▶ _Work to complete_:
Find the line that contains "of the tiled". Output it and every line after it to the end of the records, exactly as they appear.

━━━━━━━━━━━━━━━━━━━━━━━━━━━━━━

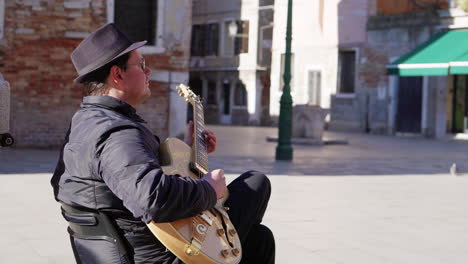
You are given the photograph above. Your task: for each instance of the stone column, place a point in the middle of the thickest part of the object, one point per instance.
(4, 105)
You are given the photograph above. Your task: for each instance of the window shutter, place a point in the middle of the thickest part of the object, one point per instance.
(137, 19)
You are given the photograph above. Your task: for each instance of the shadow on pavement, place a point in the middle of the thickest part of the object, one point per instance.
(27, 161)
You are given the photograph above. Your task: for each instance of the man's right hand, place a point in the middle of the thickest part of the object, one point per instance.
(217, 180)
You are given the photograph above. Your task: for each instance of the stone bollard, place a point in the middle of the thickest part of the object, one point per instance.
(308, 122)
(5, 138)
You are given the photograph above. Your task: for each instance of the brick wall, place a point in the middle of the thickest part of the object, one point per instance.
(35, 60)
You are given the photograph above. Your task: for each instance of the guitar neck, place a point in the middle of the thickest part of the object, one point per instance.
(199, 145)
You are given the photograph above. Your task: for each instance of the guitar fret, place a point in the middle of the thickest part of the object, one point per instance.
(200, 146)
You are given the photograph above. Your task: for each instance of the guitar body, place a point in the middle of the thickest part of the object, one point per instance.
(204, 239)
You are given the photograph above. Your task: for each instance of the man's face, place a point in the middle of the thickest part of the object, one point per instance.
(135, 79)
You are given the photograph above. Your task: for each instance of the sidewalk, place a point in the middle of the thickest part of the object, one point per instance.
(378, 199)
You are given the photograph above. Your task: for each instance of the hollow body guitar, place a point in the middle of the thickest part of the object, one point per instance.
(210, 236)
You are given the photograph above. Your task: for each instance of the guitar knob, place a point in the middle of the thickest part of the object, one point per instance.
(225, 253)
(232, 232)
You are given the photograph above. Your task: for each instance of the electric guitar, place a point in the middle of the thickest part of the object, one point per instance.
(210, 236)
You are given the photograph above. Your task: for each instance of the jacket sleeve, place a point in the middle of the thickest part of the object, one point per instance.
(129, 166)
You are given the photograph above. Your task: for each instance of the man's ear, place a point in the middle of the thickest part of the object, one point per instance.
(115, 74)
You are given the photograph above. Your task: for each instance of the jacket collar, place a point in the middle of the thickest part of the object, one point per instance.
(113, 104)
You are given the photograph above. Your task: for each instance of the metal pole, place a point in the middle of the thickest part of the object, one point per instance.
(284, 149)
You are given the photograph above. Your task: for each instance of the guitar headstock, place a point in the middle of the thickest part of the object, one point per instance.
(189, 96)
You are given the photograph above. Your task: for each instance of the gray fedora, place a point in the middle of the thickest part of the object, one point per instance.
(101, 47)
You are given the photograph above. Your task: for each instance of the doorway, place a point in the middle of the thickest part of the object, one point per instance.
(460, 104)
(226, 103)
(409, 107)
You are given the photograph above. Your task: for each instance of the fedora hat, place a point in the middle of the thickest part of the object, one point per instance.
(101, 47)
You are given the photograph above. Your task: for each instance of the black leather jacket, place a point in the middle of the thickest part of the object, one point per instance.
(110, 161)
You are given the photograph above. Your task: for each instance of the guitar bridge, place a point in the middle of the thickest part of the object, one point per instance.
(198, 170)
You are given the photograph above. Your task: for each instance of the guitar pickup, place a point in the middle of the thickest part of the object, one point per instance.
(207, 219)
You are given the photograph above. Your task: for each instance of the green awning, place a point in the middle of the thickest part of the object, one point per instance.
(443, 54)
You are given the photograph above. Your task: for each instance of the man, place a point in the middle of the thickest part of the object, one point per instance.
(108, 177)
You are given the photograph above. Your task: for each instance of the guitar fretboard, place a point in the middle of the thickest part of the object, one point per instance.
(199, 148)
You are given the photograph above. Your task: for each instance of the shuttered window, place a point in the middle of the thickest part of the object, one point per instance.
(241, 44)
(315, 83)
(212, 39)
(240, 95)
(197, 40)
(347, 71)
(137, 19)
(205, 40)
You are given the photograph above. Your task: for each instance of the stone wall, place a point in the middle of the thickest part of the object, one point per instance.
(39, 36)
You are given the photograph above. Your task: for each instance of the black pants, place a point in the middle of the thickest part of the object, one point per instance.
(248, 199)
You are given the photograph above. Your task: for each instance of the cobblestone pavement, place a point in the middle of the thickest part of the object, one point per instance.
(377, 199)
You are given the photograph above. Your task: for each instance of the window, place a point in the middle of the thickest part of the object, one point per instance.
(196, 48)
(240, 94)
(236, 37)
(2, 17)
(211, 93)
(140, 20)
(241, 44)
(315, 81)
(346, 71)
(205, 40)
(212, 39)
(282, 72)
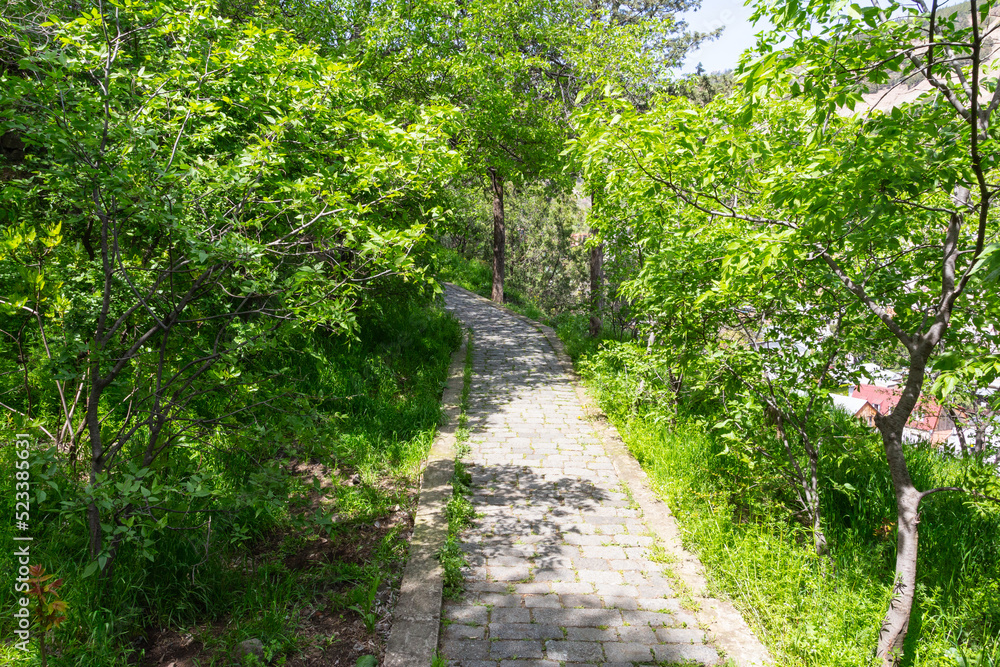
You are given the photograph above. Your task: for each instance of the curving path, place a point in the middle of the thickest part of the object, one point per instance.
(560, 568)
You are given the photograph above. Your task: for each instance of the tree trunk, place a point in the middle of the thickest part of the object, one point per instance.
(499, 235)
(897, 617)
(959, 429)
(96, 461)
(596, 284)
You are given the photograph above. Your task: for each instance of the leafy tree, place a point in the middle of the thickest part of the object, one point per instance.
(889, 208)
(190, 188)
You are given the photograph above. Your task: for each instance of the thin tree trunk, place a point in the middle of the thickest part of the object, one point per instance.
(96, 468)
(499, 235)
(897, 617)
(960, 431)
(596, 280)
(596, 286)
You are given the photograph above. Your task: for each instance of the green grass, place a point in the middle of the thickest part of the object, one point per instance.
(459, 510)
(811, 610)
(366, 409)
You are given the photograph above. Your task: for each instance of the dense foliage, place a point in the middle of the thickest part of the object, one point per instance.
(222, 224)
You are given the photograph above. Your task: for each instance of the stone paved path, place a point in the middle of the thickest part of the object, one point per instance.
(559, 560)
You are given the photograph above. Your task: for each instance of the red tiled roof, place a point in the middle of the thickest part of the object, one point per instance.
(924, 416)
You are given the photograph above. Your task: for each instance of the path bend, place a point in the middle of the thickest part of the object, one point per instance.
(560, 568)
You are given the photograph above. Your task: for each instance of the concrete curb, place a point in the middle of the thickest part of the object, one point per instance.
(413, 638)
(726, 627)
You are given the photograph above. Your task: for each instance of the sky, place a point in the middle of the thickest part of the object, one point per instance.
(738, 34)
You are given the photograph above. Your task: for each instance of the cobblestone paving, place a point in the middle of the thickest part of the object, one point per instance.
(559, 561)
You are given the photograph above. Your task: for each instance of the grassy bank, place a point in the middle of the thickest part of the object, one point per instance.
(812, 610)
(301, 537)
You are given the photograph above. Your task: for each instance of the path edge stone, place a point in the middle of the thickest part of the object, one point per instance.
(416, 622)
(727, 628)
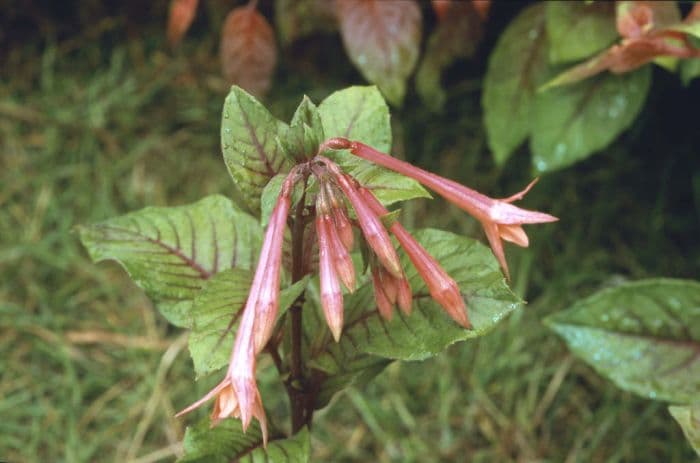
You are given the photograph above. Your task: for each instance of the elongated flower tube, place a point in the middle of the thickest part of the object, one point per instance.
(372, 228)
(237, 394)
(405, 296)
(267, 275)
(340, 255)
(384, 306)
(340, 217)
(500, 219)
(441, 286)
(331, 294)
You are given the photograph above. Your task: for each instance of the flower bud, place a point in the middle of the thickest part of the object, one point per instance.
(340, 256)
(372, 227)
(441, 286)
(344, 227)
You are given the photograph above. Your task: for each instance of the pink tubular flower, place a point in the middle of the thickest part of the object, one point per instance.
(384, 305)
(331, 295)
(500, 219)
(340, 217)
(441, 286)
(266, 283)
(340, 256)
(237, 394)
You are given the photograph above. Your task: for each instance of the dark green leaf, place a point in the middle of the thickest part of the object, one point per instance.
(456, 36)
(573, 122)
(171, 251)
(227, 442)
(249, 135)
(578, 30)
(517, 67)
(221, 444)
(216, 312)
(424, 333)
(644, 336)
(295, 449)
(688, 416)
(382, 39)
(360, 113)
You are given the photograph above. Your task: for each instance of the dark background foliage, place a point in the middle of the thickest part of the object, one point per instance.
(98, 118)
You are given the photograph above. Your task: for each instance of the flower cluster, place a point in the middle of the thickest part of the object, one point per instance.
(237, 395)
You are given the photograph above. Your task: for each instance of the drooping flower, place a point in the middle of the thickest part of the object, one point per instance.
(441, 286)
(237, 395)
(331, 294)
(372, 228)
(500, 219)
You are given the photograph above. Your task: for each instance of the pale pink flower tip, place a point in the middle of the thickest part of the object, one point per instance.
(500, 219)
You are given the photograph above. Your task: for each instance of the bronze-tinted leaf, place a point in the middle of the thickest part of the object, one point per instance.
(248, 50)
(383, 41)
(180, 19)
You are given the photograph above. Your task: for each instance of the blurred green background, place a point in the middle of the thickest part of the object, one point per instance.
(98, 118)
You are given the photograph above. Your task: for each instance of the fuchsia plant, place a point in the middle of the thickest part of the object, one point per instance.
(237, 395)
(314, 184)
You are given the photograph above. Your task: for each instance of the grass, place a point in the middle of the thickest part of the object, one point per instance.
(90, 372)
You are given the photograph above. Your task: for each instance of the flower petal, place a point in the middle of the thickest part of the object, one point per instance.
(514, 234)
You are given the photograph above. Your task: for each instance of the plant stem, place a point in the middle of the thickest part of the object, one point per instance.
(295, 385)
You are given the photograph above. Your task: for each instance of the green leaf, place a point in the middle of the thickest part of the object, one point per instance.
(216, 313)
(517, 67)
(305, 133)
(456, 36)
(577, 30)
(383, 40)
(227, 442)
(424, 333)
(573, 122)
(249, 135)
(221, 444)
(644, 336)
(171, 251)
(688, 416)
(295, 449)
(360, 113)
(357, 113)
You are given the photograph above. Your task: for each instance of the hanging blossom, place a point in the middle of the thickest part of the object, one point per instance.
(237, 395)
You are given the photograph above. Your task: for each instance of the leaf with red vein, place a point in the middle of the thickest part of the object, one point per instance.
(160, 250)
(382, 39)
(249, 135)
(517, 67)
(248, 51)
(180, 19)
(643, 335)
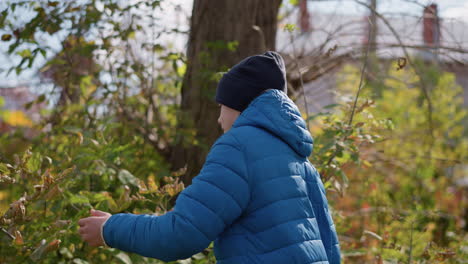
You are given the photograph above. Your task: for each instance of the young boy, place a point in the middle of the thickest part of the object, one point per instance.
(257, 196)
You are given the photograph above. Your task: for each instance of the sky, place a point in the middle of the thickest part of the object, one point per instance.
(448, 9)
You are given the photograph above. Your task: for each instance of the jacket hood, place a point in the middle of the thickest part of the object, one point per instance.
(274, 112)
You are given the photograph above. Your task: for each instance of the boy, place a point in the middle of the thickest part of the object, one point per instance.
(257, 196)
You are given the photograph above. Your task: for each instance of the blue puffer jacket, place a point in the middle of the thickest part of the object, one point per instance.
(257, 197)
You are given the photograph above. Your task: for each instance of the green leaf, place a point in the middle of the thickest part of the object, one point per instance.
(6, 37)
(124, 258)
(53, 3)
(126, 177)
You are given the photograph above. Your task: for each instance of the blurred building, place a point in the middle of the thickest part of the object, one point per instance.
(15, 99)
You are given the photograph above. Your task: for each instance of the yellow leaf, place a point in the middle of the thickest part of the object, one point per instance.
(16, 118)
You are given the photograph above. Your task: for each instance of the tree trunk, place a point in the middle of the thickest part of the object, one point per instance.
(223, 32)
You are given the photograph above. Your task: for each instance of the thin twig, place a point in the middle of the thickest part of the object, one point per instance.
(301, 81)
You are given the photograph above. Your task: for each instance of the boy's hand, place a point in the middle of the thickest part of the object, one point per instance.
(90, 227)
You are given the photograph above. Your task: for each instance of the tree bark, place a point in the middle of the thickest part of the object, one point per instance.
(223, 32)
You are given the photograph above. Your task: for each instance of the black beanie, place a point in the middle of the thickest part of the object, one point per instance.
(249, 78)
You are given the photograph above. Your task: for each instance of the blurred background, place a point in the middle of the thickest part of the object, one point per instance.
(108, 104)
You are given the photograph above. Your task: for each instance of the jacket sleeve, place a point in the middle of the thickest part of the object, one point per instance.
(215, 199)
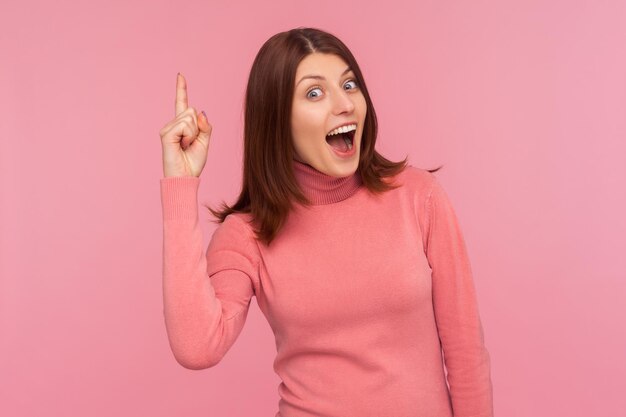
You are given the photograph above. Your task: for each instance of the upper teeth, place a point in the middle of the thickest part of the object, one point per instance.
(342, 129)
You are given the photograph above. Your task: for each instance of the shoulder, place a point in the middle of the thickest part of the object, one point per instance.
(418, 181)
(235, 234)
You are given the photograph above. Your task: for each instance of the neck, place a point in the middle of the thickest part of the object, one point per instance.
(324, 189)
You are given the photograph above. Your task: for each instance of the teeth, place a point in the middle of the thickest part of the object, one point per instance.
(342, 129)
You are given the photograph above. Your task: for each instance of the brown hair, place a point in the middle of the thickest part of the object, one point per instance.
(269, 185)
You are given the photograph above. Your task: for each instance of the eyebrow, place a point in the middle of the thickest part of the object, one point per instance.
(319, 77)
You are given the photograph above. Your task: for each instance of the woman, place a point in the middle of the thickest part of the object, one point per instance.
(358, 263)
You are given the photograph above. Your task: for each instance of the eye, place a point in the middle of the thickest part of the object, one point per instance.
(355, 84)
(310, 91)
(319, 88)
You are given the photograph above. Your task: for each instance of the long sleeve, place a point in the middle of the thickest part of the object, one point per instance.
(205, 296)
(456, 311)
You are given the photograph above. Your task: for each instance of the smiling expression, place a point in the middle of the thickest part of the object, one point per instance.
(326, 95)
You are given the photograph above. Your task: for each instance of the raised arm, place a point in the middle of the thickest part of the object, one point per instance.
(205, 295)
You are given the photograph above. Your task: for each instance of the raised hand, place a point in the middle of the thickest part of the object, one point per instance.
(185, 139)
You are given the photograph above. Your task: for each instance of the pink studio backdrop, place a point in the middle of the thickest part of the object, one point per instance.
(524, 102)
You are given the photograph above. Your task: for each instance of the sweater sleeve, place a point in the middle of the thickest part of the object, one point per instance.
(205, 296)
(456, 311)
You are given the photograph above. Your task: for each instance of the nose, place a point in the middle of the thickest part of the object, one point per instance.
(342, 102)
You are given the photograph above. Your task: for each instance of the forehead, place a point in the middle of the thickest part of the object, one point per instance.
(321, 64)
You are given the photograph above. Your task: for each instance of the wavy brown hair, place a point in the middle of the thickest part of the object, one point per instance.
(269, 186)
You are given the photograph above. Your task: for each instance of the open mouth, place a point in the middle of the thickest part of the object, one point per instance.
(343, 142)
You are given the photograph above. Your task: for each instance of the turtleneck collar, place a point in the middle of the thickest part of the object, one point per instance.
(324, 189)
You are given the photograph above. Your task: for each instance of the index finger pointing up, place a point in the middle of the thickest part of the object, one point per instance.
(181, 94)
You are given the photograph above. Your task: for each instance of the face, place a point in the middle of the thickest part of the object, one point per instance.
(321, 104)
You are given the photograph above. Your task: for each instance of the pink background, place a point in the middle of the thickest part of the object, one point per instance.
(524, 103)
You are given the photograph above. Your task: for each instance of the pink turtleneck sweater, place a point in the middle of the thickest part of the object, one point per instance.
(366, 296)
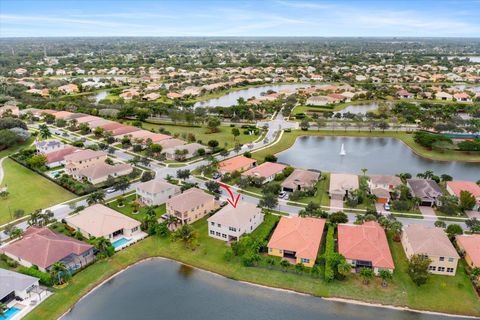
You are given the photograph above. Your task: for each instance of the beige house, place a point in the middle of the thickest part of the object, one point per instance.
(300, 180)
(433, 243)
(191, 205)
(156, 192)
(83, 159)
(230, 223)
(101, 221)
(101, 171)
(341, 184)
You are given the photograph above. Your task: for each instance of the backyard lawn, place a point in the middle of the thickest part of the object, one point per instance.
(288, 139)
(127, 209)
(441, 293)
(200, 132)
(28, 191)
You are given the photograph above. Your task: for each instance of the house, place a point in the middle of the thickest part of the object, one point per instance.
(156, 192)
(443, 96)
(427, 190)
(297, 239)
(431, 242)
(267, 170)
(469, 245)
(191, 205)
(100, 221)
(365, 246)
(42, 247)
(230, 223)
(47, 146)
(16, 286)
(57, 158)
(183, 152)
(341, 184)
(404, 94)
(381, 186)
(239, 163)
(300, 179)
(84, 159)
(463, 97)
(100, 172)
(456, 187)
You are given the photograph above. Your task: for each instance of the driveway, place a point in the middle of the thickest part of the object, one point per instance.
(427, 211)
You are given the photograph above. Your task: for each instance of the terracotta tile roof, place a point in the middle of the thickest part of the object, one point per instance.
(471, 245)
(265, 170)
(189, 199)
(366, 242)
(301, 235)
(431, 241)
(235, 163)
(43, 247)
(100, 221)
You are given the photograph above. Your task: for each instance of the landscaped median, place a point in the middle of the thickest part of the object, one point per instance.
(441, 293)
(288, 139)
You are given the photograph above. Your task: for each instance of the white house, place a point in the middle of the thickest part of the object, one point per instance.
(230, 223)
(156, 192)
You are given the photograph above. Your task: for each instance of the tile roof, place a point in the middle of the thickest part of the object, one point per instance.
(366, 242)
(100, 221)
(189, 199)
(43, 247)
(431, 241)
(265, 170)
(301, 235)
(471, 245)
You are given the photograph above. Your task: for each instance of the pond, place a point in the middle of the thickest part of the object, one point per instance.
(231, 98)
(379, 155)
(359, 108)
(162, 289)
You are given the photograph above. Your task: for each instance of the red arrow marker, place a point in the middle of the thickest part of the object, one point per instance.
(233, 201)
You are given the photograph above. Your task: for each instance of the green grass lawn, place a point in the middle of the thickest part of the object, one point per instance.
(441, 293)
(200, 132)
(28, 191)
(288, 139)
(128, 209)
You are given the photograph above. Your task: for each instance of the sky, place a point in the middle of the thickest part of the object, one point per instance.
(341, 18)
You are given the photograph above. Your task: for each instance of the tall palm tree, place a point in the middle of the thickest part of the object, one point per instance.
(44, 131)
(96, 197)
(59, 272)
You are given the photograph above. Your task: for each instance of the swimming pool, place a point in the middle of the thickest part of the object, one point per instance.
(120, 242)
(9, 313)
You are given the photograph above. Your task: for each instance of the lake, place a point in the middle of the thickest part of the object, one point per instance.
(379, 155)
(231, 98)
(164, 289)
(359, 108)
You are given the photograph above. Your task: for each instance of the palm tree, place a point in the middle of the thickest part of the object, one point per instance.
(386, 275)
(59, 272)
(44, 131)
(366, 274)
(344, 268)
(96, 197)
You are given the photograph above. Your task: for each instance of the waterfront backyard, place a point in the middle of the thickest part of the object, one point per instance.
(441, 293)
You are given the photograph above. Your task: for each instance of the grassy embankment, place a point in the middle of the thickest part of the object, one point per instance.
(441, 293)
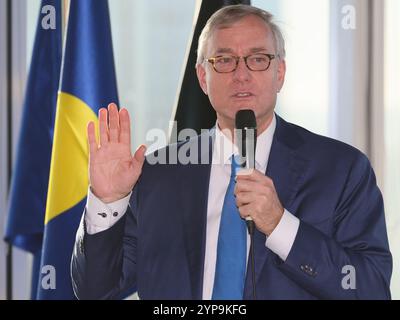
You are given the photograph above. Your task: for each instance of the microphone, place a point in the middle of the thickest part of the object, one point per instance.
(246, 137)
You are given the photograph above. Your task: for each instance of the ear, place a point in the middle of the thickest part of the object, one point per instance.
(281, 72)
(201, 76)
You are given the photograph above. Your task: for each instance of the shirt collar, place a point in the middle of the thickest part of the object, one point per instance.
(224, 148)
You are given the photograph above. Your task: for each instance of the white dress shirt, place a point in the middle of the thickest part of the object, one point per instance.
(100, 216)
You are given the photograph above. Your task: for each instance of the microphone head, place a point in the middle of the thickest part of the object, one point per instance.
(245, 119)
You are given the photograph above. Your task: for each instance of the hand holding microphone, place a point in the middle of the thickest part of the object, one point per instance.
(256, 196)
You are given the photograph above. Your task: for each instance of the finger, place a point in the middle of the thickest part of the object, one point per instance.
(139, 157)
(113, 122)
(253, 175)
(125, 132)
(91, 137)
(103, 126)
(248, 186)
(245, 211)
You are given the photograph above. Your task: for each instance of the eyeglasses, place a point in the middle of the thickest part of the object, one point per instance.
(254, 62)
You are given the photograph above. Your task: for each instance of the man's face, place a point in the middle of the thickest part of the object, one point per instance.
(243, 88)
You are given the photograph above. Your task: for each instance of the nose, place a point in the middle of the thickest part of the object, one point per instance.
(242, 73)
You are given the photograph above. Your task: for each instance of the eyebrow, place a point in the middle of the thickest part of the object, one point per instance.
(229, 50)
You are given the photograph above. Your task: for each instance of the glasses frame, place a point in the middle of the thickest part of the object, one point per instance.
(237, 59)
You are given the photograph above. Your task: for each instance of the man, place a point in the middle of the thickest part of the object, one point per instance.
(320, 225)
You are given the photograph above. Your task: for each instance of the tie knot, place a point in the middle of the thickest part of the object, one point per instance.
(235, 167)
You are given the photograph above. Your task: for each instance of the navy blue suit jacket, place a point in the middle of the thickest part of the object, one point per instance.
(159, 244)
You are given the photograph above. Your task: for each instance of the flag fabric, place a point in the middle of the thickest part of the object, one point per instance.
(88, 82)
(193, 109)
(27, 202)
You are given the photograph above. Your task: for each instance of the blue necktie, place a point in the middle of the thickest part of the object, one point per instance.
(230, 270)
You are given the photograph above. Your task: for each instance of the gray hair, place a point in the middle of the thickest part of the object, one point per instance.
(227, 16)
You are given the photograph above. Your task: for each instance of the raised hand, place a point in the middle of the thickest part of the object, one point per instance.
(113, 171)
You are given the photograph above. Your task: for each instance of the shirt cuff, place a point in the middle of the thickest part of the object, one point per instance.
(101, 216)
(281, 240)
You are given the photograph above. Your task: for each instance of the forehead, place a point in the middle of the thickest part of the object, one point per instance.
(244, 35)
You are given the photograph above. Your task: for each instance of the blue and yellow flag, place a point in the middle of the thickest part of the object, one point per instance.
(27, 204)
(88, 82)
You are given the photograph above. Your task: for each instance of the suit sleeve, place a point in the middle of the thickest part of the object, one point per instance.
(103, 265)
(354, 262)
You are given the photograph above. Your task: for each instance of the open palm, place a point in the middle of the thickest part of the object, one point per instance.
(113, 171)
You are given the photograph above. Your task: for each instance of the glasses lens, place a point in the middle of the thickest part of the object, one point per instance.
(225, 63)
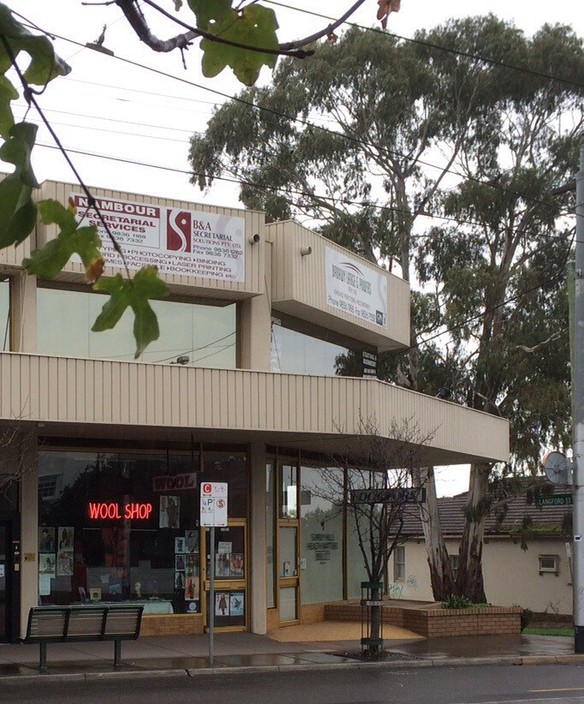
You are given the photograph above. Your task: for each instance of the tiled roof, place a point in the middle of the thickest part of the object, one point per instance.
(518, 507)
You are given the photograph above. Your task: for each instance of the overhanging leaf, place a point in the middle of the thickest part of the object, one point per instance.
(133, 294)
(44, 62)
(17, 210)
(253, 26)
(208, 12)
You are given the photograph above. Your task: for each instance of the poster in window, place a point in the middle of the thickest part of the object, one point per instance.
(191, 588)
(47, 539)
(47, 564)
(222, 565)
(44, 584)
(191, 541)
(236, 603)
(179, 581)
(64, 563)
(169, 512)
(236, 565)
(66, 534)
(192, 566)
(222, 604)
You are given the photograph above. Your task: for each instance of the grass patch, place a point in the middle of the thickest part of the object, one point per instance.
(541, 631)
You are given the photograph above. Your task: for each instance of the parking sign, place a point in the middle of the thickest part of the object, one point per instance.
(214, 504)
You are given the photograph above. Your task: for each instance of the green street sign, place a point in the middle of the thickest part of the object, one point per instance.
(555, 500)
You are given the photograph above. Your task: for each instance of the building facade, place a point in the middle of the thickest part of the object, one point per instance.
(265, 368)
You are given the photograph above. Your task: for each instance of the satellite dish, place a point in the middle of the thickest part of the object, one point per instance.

━━━━━━━━━━━━━━━━━━━━━━━━━━━━━━

▶ _Right answer_:
You are given the photograph above. Your task: for each instance of the tiled roof, place a point in the middle of the thickest part of the object, one point per instance.
(518, 507)
You are given the photograph above. Your task: for each instance of the overhanging leaf, place a point in the middle of the thickest part of the object, one point per instance.
(133, 294)
(44, 62)
(17, 210)
(253, 26)
(208, 12)
You are given the photograph above. Your task: for each instance of the poster in window, place a point in the middle of the thickest part of the object, one point per instance.
(191, 588)
(47, 539)
(47, 564)
(222, 565)
(44, 584)
(191, 541)
(236, 603)
(179, 581)
(64, 563)
(169, 512)
(236, 565)
(66, 534)
(192, 566)
(222, 604)
You are given the photograph above. Your task: for each instance of the grass patch, place a point in the middle of the thickest part of the object, one point per instance.
(541, 631)
You are given the photograph above. Your task: for each instance of the parking sign, place a point in the middle of the thickest part of the object, one point per instance.
(214, 504)
You are given the photograph above. Your task: for each instance of the green street sign, place a point in the middle of the thickest part of the object, one point per instance.
(555, 500)
You are given the photograph above. Your task: for each instance of the building facade, place a point in the middle of the thickest part of the object, one point per instance.
(265, 368)
You are given the photograph above. Your task: for each instance of the satellite dish, place a point in the middle of the thickest part of the object, one point per instance.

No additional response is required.